Without skipping anything, write out each record below exactly.

● ● ● ● ●

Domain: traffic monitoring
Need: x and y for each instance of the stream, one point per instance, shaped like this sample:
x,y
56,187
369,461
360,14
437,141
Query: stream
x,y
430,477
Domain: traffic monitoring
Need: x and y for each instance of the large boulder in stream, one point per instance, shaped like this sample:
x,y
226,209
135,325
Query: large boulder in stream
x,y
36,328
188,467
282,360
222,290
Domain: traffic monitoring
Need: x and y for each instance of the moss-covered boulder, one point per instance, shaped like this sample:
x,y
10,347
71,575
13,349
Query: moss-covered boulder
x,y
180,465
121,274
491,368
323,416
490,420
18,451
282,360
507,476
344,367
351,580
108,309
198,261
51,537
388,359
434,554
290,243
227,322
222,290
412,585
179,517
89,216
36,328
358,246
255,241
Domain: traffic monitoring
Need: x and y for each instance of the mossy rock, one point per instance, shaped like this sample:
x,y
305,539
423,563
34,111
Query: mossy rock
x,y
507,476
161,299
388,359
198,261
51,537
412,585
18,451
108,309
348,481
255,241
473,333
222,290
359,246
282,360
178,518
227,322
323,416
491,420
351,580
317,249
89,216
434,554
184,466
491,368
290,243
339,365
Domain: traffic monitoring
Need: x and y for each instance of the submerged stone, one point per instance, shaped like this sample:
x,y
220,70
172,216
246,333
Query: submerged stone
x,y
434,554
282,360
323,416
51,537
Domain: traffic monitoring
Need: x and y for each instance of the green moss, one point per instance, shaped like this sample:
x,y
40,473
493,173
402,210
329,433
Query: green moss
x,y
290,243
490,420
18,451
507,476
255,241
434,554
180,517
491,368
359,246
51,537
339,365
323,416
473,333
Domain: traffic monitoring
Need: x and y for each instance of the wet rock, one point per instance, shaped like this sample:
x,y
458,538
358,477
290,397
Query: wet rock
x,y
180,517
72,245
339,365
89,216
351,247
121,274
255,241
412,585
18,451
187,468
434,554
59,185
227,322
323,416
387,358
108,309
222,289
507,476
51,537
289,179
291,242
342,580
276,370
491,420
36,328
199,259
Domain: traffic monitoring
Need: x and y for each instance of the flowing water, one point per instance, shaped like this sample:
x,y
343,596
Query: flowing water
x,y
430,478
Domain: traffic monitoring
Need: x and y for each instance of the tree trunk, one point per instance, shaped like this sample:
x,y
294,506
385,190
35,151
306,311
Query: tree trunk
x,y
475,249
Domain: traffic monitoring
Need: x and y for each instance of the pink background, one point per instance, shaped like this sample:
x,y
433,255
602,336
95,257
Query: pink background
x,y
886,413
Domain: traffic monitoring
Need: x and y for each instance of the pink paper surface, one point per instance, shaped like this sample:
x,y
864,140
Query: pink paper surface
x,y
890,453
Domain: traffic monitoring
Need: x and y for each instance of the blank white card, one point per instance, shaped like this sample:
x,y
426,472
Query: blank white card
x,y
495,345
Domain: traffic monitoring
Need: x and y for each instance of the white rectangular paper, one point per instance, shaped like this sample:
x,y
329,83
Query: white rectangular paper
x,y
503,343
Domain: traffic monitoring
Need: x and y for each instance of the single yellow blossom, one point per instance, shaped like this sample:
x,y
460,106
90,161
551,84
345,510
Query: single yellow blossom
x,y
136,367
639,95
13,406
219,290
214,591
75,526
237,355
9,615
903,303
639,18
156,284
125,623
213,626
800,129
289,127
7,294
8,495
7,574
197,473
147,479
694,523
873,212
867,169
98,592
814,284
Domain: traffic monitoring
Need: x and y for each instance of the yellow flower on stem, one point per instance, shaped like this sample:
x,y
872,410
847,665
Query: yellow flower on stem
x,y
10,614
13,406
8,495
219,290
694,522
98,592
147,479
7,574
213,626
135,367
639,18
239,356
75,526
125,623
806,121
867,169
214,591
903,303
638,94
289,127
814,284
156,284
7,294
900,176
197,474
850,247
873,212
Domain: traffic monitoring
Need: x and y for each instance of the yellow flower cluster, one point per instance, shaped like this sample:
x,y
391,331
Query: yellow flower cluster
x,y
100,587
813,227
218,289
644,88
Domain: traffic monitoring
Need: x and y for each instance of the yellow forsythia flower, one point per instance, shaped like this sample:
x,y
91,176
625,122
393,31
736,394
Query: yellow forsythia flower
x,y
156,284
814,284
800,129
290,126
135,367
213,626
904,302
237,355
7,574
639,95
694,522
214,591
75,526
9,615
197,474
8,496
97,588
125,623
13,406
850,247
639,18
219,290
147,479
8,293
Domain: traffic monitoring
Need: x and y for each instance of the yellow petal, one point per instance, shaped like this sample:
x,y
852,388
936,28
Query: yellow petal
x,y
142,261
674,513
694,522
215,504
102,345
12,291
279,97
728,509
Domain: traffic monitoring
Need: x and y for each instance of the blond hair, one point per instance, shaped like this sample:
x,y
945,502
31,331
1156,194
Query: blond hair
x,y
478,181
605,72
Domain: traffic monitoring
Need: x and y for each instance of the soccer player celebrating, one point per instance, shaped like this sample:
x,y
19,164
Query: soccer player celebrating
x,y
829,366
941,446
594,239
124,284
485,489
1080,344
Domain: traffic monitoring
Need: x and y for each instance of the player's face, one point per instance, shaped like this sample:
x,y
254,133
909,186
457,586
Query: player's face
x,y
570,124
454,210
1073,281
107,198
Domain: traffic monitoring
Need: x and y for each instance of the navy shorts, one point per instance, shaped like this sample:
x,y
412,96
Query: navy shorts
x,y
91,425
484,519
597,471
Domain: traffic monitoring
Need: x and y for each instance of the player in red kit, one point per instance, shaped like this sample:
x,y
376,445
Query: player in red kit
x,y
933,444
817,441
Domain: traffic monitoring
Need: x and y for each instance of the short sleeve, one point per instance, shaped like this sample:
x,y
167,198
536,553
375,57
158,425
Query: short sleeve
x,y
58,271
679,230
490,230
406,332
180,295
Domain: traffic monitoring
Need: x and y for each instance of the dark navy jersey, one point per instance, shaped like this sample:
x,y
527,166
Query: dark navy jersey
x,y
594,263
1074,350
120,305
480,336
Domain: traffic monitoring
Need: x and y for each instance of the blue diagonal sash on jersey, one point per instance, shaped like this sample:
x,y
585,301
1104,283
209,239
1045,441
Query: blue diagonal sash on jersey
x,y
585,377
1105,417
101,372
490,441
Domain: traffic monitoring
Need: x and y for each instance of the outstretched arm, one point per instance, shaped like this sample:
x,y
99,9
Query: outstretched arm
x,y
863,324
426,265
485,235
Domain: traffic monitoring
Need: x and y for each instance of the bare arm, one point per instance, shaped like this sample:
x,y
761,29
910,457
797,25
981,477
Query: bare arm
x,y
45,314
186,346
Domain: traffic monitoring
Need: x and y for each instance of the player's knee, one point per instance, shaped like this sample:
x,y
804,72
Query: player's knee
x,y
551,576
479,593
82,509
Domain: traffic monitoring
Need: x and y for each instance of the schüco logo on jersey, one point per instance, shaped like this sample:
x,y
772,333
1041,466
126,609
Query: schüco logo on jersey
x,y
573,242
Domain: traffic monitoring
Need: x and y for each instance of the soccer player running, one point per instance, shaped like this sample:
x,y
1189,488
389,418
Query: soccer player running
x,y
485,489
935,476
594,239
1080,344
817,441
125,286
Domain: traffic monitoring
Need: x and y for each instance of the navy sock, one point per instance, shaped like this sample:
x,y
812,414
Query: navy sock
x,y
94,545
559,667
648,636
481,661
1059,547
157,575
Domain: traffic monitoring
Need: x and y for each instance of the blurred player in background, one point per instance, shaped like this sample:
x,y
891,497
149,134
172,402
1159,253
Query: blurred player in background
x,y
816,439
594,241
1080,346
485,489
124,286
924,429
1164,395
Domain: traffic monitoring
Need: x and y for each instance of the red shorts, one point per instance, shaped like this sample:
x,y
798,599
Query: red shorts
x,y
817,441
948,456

● ● ● ● ●

◆ **EXERCISE OUTPUT**
Domain: traffic monitoring
Need: x and y for each instance of the stream, one point per instance, shaped like this sample:
x,y
56,187
369,461
360,14
437,141
Query: stream
x,y
430,477
Domain: traffic monitoring
Need: x and y for each instance of the large boulder in stream, one point per instance, shaped like this sample:
x,y
226,209
135,325
Query: large boulder in stream
x,y
36,328
188,467
282,360
222,290
Domain: traffic monitoring
Need: x and y for each instance of the moss-covered boulder, one point per instance, shaped like this sample:
x,y
10,347
71,575
13,349
Query: moss-covered boulder
x,y
180,465
121,274
491,368
323,416
490,420
18,451
282,360
507,476
344,367
351,580
108,309
198,261
51,537
388,359
434,554
290,243
227,322
222,290
412,585
179,517
89,216
36,328
358,246
255,241
Domain: traffic monitoring
Need: x and y for each instance of the mossy rock, one point per instance, shaped like this sample:
x,y
305,539
423,563
34,111
Query: mossy rock
x,y
507,476
161,299
388,359
198,261
51,537
412,585
18,451
108,309
348,481
255,241
473,333
222,290
359,246
282,360
178,518
227,322
323,416
491,420
351,580
317,249
89,216
434,554
184,466
491,368
290,243
339,365
Domain: traffic monitoring
Need: x and y for each instance of the submerged stone, one point per instance, shaped like this sample:
x,y
220,70
172,216
246,333
Query: submerged stone
x,y
434,554
282,360
323,416
51,537
Domain: traffic monitoring
Need: x and y for each instance of the green moss, one point per instance, shaped like this sample:
x,y
40,473
493,173
402,210
329,433
Query: green moss
x,y
290,243
490,420
18,451
507,476
255,241
434,554
180,517
491,368
359,246
51,537
339,365
323,416
473,333
Domain: traffic monitoring
Need: x and y for each instance of the wet rock, one point per instance, shaped like this sample:
x,y
458,538
358,477
290,397
Query: wet rock
x,y
180,517
72,245
339,365
89,216
351,247
121,274
255,241
412,585
18,451
187,468
434,554
59,185
227,322
323,416
387,358
108,309
222,289
507,476
51,537
289,179
291,242
342,580
276,370
491,420
36,328
199,259
Domain: traffic monitoring
Need: x and y for each instance of the flowing water, one point per instance, shaped like this sample:
x,y
343,596
Query: flowing water
x,y
430,478
Domain: traffic monitoring
Need: x and y for each instance of the tree trunk, one point per instance, shaped like this sample:
x,y
294,506
385,190
35,151
306,311
Query: tree trunk
x,y
475,249
Domain: traffic monitoring
Need: x and y for each instance of the pink background, one point per instance, shaped like this sample:
x,y
433,255
602,336
95,257
Query: pink background
x,y
886,413
Domain: traffic monitoring
Need: x and y for each instance of the pink paper surface, one point per instance, shaped like this sample:
x,y
864,140
Query: pink paper surface
x,y
890,453
Domain: traffic monitoring
Need: x and y for each instance of the blank white card, one point per instance, shaped like this sample:
x,y
426,472
Query: blank white card
x,y
495,345
Domain: traffic monitoring
Need: x and y for each instance of the white rectangular paper, one point per instance, shaped like this sample:
x,y
329,83
Query: white rectangular paper
x,y
503,343
Domain: traffic monitoring
Need: x and y for each instance of the single yellow blossom, one point per instance, shaped like this sample:
x,y
460,106
90,161
551,84
345,510
Query: single yellow blossom
x,y
136,367
639,95
13,406
219,290
214,591
75,526
237,355
9,615
903,303
639,18
156,284
125,623
213,626
800,129
289,127
7,294
8,495
7,574
197,473
147,479
694,523
873,212
867,169
98,592
814,284
Domain: traffic monitoring
Need: x and y for each instance of the yellow flower on stem, one point per instance, shaped like this sample:
x,y
872,410
847,665
Query: yellow flower on stem
x,y
10,614
13,406
8,495
219,290
694,522
98,592
147,479
7,574
213,626
135,367
639,18
239,356
75,526
125,623
806,121
867,169
214,591
903,303
638,94
289,127
814,284
156,284
7,294
900,176
197,474
850,247
873,212
Domain: traffic monitoring
Need: x and y for each instance of the yellow flower cluster, one point per instance, shaped like this sample:
x,y
391,331
Query: yellow flower cluster
x,y
100,587
813,227
218,289
644,88
Domain: traffic monitoring
Need: x and y for each instance of the yellow forsythia flower, one point per instance, shaped like this sample:
x,y
91,176
625,122
393,31
736,394
Query: yellow forsythia flower
x,y
156,284
814,284
800,129
290,126
135,367
213,626
904,302
237,355
7,574
639,95
694,522
214,591
75,526
9,615
197,474
8,496
97,588
125,623
13,406
850,247
639,18
219,290
147,479
8,293
Domain: traffic monitoring
Need: x and y for each instance of the yellow petal, one point per instance, shaped like this sample:
x,y
852,388
936,28
Query: yellow petal
x,y
142,261
674,513
694,522
215,504
102,345
12,291
279,97
728,509
Domain: traffic monitoring
Need: x and y for each instance of the blond hair, one point per instance, shaped like this sample:
x,y
945,502
31,331
1156,194
Query: blond hair
x,y
478,181
605,72
Domain: traffic monitoring
Need: x and y for each instance of the soccer player celebrating, one point per instance, shaped like this sample:
x,y
19,164
Query: soccer player celebrating
x,y
829,366
941,446
594,239
124,284
485,489
1080,344
Domain: traffic monitoring
Need: x and y for each instance of the player's face, one point per instance, shaped like this sample:
x,y
254,133
909,186
457,586
Query: player's face
x,y
570,124
454,210
1073,281
107,198
Domain: traffic monitoring
Need: x and y for each instance of the navy shorts, one point per instance, shaped like this sample:
x,y
412,96
Query: navy shorts
x,y
91,425
484,519
597,471
Domain: traffic monitoring
Need: x and y for each instance of the player in red kit, one point per instance, shaped like this sample:
x,y
376,445
Query: player in red kit
x,y
933,444
817,441
Domain: traffic monitoring
Need: x and y for each instance of the short sleeve, one point per instance, shaped like this sample:
x,y
167,198
536,553
375,57
158,425
Query: short sleeve
x,y
58,271
679,230
490,230
406,332
180,295
Domain: traffic monitoring
Need: x and y for each instance of the dark navy jersey, one point per instance, shaped like this sample:
x,y
527,166
Query: dark navy jersey
x,y
594,263
1074,350
120,305
480,336
Domain: traffic monitoring
Need: x and y for each instance of the blue diagonal sash on jersey, one point per instance, shaped like this sample:
x,y
585,301
1104,283
209,239
1045,441
Query: blue diagonal sash on jersey
x,y
585,377
1105,417
101,372
490,441
Domain: traffic monitoring
Need: x and y for each instance of the outstretched arm, one point per instance, shaped like this sample:
x,y
99,9
Query: outstretched arm
x,y
863,324
426,265
485,235
Domain: traffic monitoring
Need: x and y for each instance of the bare arm, one point per instance, shaped like this sample:
x,y
761,29
910,457
797,25
981,477
Query: bare arm
x,y
45,314
186,346
Domain: traffic monitoring
Need: x and y for each instance of the player's knee, one point per instance, shaped like this sample:
x,y
804,72
Query: player's knee
x,y
551,576
479,593
82,509
Domain: traffic monitoring
Need: x and y for each instance of the schüco logo on jersey, one point per instance, shaped like this sample:
x,y
772,333
1041,466
126,609
Query: schüco logo on jersey
x,y
573,242
Domain: traffic monitoring
Need: x and y for each instance of the soccer player running, one point per instance, shaped like this sample:
x,y
1189,488
389,418
Query: soccer player running
x,y
485,489
935,476
594,239
1080,344
817,441
125,286
Domain: traffic monitoring
Need: x and y for each instance of the navy sock, one point per instance, shaped like this sample:
x,y
812,414
Query: navy sock
x,y
94,545
559,667
648,636
481,661
1059,547
157,575
Domain: traffic monitoring
Need: x and y for each instance of the blurred player in background, one point per instance, shaped like this sample:
x,y
891,497
149,134
172,402
1159,253
Query: blurred player in background
x,y
816,439
594,241
1080,346
485,489
124,286
924,429
1164,395
Domain: traffic monitoring
Need: x and y for each instance of the red shorts, one point per instance, shaped like this sample:
x,y
798,599
Query: red shorts
x,y
817,441
948,456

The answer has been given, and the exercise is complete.